Rewrite every entry with "in this picture" substituted by "in this image", leaving everything else unchanged. Leave the pictures out of the answer.
--*--
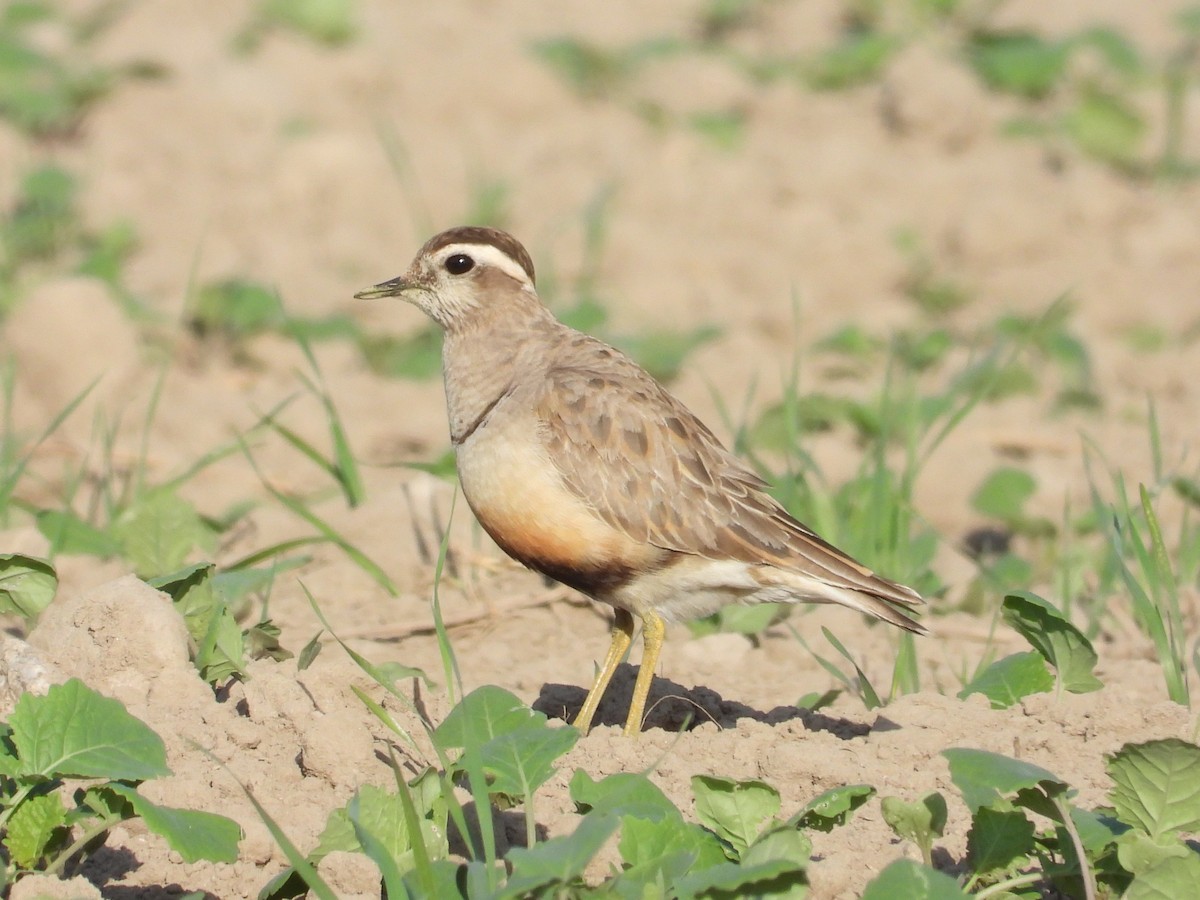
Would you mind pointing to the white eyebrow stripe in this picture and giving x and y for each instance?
(487, 255)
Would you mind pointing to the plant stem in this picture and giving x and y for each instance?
(61, 859)
(1085, 870)
(999, 887)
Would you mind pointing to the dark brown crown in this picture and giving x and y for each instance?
(478, 234)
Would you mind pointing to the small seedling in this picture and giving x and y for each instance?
(75, 733)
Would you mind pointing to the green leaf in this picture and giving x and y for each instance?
(1174, 877)
(481, 715)
(159, 531)
(1156, 786)
(997, 839)
(1097, 831)
(27, 585)
(1003, 493)
(193, 834)
(75, 732)
(983, 777)
(1107, 127)
(1062, 645)
(651, 846)
(1018, 61)
(222, 652)
(519, 762)
(912, 881)
(919, 821)
(235, 309)
(558, 861)
(70, 534)
(735, 810)
(376, 811)
(310, 652)
(623, 793)
(1009, 679)
(783, 843)
(35, 825)
(777, 877)
(191, 591)
(1138, 852)
(833, 808)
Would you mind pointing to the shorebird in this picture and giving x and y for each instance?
(583, 467)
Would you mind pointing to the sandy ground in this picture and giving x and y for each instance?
(275, 166)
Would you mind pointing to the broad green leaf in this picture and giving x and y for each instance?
(623, 793)
(783, 843)
(1097, 831)
(833, 808)
(36, 823)
(75, 732)
(235, 309)
(1007, 681)
(1156, 786)
(377, 838)
(997, 839)
(1003, 493)
(1018, 61)
(70, 534)
(481, 715)
(191, 591)
(735, 810)
(1107, 126)
(159, 531)
(27, 585)
(105, 802)
(661, 852)
(912, 881)
(263, 642)
(222, 652)
(1138, 852)
(1171, 879)
(983, 777)
(919, 821)
(1062, 645)
(777, 877)
(558, 861)
(193, 834)
(651, 844)
(519, 762)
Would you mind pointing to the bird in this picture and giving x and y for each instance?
(585, 468)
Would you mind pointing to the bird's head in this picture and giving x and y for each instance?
(460, 271)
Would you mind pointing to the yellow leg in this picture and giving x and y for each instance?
(622, 636)
(653, 631)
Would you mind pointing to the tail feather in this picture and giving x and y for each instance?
(877, 597)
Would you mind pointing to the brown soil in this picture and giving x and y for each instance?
(270, 166)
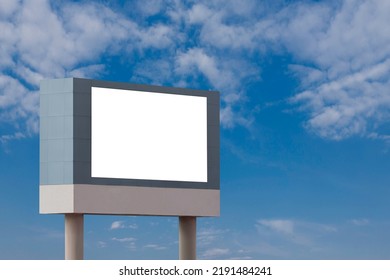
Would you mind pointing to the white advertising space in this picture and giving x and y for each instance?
(148, 135)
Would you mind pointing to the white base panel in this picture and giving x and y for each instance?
(125, 200)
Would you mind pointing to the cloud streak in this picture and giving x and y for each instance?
(340, 53)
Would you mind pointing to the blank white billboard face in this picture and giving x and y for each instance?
(148, 135)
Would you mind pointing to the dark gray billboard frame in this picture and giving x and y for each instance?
(66, 184)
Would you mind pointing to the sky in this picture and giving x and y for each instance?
(305, 120)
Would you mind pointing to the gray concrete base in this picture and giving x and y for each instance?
(74, 236)
(126, 200)
(187, 238)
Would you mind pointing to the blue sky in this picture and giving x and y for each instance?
(305, 120)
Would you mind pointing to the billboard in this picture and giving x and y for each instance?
(128, 149)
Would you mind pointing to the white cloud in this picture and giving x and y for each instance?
(215, 252)
(360, 222)
(126, 239)
(281, 226)
(117, 225)
(40, 40)
(340, 54)
(346, 92)
(155, 247)
(301, 233)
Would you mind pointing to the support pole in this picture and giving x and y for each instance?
(187, 238)
(74, 236)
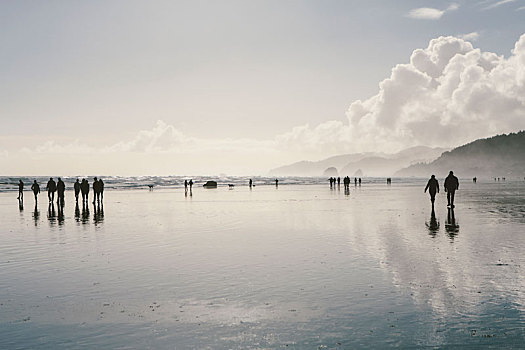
--*--
◆ **Output of the task**
Would you mind pointing to the white eyebrow stripe in this image and giving x and y for each instance?
(487, 255)
Would you mind pointing to the plant stem in this image and giving x and y for each instance?
(61, 859)
(1085, 870)
(999, 887)
Would you mind pointing to the dark brown crown in this image and giving x and y for each instance?
(478, 234)
Would you mind pointing to the small seedling in this image and giving x and y for each instance?
(75, 733)
Would you mind pointing to the green leaf in this image and giving x and y for each instance?
(1174, 877)
(481, 715)
(159, 531)
(1156, 786)
(997, 839)
(1097, 831)
(27, 585)
(1003, 493)
(193, 834)
(75, 732)
(983, 777)
(1107, 127)
(1062, 645)
(651, 846)
(1018, 61)
(222, 652)
(519, 762)
(912, 881)
(919, 821)
(235, 309)
(558, 861)
(70, 534)
(735, 810)
(376, 811)
(310, 652)
(623, 793)
(1009, 679)
(783, 843)
(35, 825)
(777, 877)
(191, 591)
(1138, 852)
(833, 808)
Would you mind pointing to the shorebird in this image and giving x and y for each instance?
(583, 467)
Would you mind pointing to the sandy ground in this image and giving x and y for each instance?
(275, 166)
Would you mind pointing to the broad green leaf in this image and giving x and y for each instance?
(623, 793)
(783, 843)
(1097, 831)
(833, 808)
(36, 823)
(75, 732)
(235, 309)
(1007, 681)
(1156, 786)
(377, 838)
(997, 839)
(1003, 493)
(1018, 61)
(70, 534)
(481, 715)
(191, 591)
(735, 810)
(1107, 126)
(159, 531)
(27, 585)
(105, 802)
(661, 852)
(912, 881)
(263, 642)
(222, 652)
(1138, 852)
(1171, 879)
(983, 777)
(919, 821)
(1062, 645)
(777, 877)
(558, 861)
(193, 834)
(651, 844)
(519, 762)
Would you mind pointing to the bird in this image and giving x and y for each instance?
(585, 468)
Would you mind pointing to the bird's head in this image and giving x and y for each instance?
(460, 271)
Would you mind pointing to the yellow leg in this image and giving x and y for each instance?
(622, 636)
(653, 631)
Would you mind pointing to the tail feather in this image and giving x and y for each instance?
(877, 597)
Would you mind pointing to the brown soil in this image and giving x and y for each instance?
(270, 166)
Would you mind pointing to the white advertising space in this image and giving x and y for each instance?
(148, 135)
Would you mind pointing to the white base panel in this image and giving x and y for each instance?
(125, 200)
Would you mind pointing to the cloud streak in this image and giving x and y for each instance?
(340, 53)
Would you mind pointing to the blank white billboard face in this image and giving x and y for each instance?
(148, 135)
Would you mind pointing to the dark gray billboard frame in this image and giving x and y for each instance?
(66, 184)
Would you mind pointing to the sky in this image and giving x and y for each instance?
(305, 120)
Would you mind pointing to the gray concrete base in this image and giving x and y for each instance?
(74, 236)
(126, 200)
(187, 238)
Would you mind pointing to the blue sky in this image and giving x and y for each instance?
(305, 120)
Would you mind pointing to the billboard in this image and giving x and y for each instance?
(128, 149)
Would you mind pointing to the white cloud in this image and giving x and y for each instance?
(215, 252)
(360, 222)
(126, 239)
(281, 226)
(117, 225)
(40, 40)
(340, 54)
(346, 92)
(155, 247)
(301, 233)
Would you mind pointing to the support pole in this image and giving x and y for each instance?
(187, 238)
(74, 236)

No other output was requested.